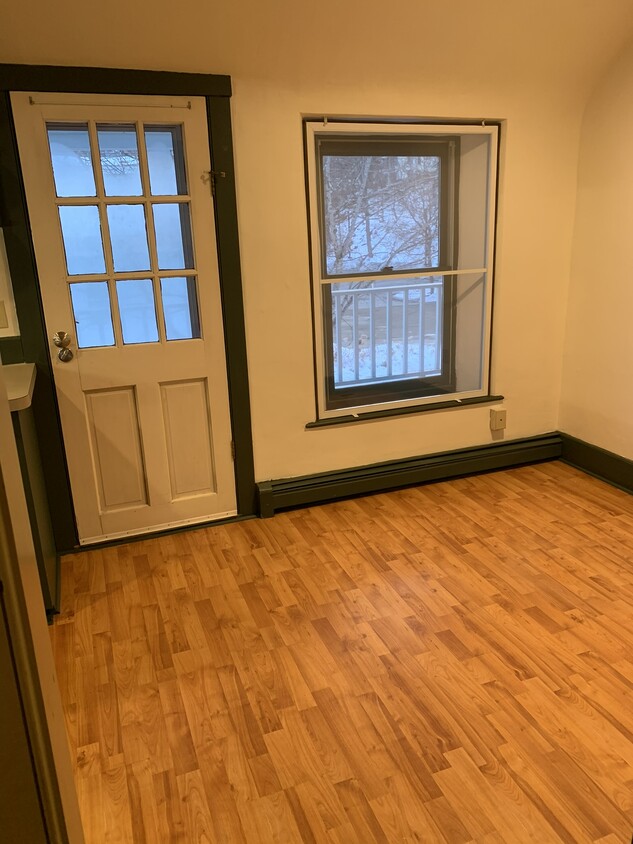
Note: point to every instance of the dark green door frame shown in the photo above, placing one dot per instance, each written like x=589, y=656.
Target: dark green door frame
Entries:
x=15, y=223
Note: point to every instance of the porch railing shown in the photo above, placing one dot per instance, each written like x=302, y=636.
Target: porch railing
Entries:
x=384, y=333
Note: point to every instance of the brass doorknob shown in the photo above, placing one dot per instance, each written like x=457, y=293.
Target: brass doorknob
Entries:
x=62, y=340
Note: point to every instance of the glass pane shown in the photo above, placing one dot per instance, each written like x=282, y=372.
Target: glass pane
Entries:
x=118, y=149
x=180, y=306
x=386, y=330
x=173, y=236
x=166, y=160
x=81, y=231
x=93, y=319
x=128, y=236
x=137, y=311
x=70, y=155
x=381, y=212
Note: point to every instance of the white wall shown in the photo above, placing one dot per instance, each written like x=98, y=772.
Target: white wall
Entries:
x=528, y=64
x=597, y=395
x=535, y=212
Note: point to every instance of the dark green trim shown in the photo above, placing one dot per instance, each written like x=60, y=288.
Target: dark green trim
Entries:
x=14, y=216
x=401, y=411
x=596, y=461
x=219, y=116
x=21, y=258
x=11, y=350
x=379, y=477
x=102, y=80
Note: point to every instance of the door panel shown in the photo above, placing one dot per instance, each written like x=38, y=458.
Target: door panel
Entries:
x=122, y=221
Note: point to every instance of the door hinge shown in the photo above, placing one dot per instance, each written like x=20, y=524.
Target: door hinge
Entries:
x=212, y=176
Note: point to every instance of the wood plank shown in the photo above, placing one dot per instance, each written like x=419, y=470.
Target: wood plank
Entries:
x=449, y=663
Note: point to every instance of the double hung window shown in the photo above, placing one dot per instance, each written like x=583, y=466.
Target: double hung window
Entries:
x=401, y=225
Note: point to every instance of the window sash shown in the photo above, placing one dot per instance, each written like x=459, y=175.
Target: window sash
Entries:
x=353, y=146
x=341, y=401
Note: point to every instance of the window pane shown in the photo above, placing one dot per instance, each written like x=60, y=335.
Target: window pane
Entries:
x=70, y=155
x=137, y=311
x=166, y=160
x=118, y=149
x=381, y=212
x=128, y=236
x=93, y=319
x=173, y=236
x=180, y=306
x=386, y=330
x=81, y=231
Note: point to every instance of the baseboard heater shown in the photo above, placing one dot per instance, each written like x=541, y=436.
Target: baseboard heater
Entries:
x=285, y=493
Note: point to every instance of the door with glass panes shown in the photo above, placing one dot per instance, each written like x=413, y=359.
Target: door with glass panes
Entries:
x=121, y=213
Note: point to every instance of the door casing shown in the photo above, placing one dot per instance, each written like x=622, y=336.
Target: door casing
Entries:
x=15, y=222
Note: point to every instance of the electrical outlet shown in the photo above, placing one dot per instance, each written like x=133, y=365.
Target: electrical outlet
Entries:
x=497, y=420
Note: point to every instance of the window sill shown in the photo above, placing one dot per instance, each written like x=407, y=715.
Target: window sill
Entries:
x=401, y=411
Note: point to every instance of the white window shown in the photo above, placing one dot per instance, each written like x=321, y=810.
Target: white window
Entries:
x=402, y=235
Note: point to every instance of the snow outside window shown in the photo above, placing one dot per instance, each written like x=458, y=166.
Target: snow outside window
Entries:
x=401, y=225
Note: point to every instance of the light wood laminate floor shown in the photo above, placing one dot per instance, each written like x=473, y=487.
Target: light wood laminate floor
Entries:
x=447, y=663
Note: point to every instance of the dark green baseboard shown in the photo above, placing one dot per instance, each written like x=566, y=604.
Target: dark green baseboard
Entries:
x=598, y=462
x=378, y=477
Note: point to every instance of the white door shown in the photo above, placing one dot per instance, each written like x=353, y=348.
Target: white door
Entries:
x=121, y=212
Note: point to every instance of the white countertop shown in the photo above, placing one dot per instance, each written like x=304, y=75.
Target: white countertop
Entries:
x=20, y=381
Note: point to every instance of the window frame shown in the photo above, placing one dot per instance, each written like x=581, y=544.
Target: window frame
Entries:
x=321, y=134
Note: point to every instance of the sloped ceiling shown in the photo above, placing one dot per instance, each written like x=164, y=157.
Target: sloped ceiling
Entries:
x=558, y=45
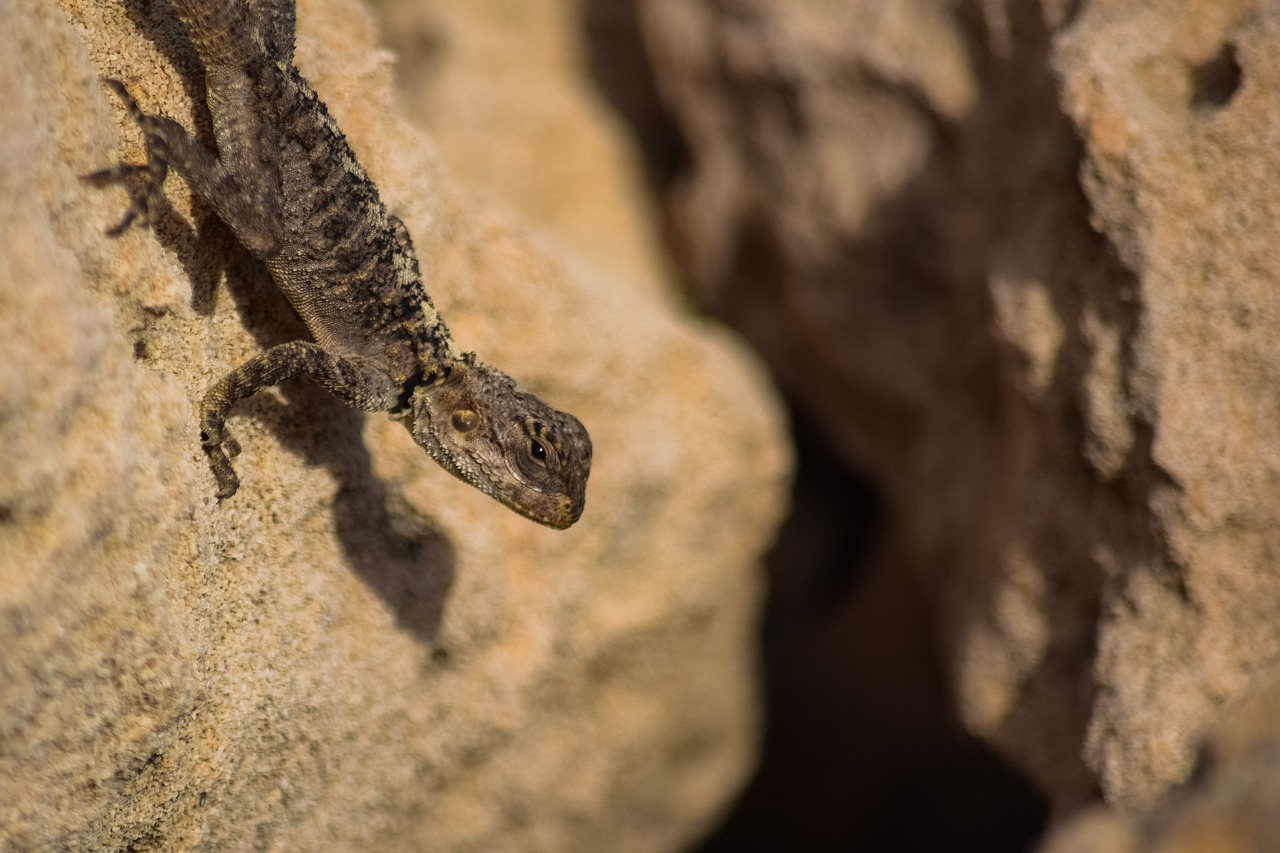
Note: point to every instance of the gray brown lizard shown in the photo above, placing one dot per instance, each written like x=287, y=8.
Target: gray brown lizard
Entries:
x=291, y=190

===============

HOW TO COMPLETE THIS TASK: Each entry shown above must be quoted exactly, with its pictures left out.

EXERCISE SOLUTION:
Note: point to every instance of the dark green door frame shown in the photo above, placing one dot per instance, each written like x=589, y=656.
Target: dark green door frame
Entries:
x=15, y=223
Note: point to every instance of the porch railing shown in the photo above, placing one dot per instance, each written like x=302, y=636.
Target: porch railing
Entries:
x=384, y=333
Note: point to every instance of the brass doorknob shown in the photo above, placing one dot per instance, each written like x=457, y=293.
Target: brass doorknob
Entries:
x=62, y=340
Note: point to every instance of the glass pane shown in the photo above, placing one dot per instance, each written like x=282, y=372.
Target: glass pane
Entries:
x=118, y=149
x=180, y=306
x=386, y=330
x=173, y=236
x=166, y=160
x=81, y=231
x=93, y=319
x=128, y=236
x=137, y=311
x=70, y=155
x=381, y=212
Note: point to every instance of the white wall shown in the photo above, placing one dot per instance, each written like x=98, y=772.
Target: white wall
Entries:
x=528, y=64
x=597, y=395
x=535, y=212
Note: point to every instance of the dark green trim shown in the photo above, placing one dot per instance, each written like x=60, y=288.
Target: dark green trim
Entries:
x=14, y=216
x=401, y=411
x=596, y=461
x=219, y=116
x=21, y=258
x=11, y=350
x=379, y=477
x=102, y=80
Note: point to every instance of the door panel shown in the photo above, placing one dot per instance, each written like x=38, y=458.
Target: door panel
Entries:
x=122, y=221
Note: point to every instance of the door hinge shown in the photo above, placing one dot per instance, each written like x=20, y=524.
Target: door hinge
Entries:
x=212, y=176
Note: point to every instance of the wood plank shown in the photo above, placing one dot per instance, each written like x=419, y=470.
Target: wood plank
Entries:
x=449, y=663
Note: point to every instance of the double hung window shown in the photo above, placing one dot per instance, each written like x=583, y=466.
Target: double hung window
Entries:
x=401, y=225
Note: point to every instance of the window sash shown in the photo above, placing one dot per instance, each written like x=459, y=175.
Target: window sash
Entries:
x=353, y=146
x=341, y=401
Note: point to every instance of the window pane shown in the photo above, placing one dot per instance, each written like x=60, y=335.
Target: window pane
Entries:
x=70, y=155
x=137, y=311
x=166, y=160
x=118, y=149
x=381, y=212
x=128, y=236
x=93, y=319
x=173, y=236
x=180, y=306
x=386, y=330
x=81, y=231
Note: point to every instance of the baseboard heater shown in the photo above, placing one dot per instance, each written like x=541, y=436.
Target: baseboard heater
Entries:
x=285, y=493
Note: point to every instance of the door with glass panes shown in the photo above, placing one dot per instance, each written like x=413, y=359.
Target: door with glass panes
Entries:
x=121, y=213
Note: point to every instance of the door casing shown in the photo above, placing one dot per instance, each written like x=622, y=336.
Target: door casing
Entries:
x=15, y=222
Note: point to every instance of the electrical outlet shown in the photo above, placing one dot per instance, each written like x=133, y=365.
Target: electrical outlet
Entries:
x=497, y=420
Note: point to every instance of the window sill shown in the photo above, placing one dot per instance, each written like x=407, y=715.
Target: window sill
Entries:
x=401, y=411
Note: point to every instance of the white window shown in the photo above, placing one dot per instance, each written like x=321, y=810.
Target: white window
Entries:
x=402, y=235
Note: point to every instance of the snow outside window shown in the photo above, placing one dot per instance, each written like x=458, y=166.
Target: snow outside window
Entries:
x=401, y=225
Note: point to every instance of the light wood laminate floor shown in the photo above, placing one dot per instance, each written like x=473, y=487.
Target: light wood laminate floor
Entries:
x=447, y=663
Note: point to every instance of the dark green baseboard shown in the photo above, placing one dot per instance, each written like x=566, y=604.
Target: dark green baseboard
Entries:
x=598, y=462
x=378, y=477
Note: point to every instance of the white door shown in the photo above, placing one dot per instance, each written like x=353, y=348.
Target: white door
Entries:
x=121, y=212
Note: point to every instance of the white countertop shown in the photo above, placing one dot per instance, each written like x=304, y=75.
Target: white countertop
Entries:
x=20, y=381
Note: point to every instance of the window frame shown in the photo above, placing one dot per instance, each written like x=581, y=544.
Target: window frame
Entries:
x=321, y=134
Note: point to every instance of the sloped ceiling shown in the photo above, placing one dot per instance, each written like x=164, y=157.
Target: sloped ceiling
Entries:
x=558, y=45
Note: point to every instance of the gray brown lizard shown in the photo above, placing one dot per instance, each written like x=287, y=8.
Target: gray brown lizard
Entries:
x=291, y=190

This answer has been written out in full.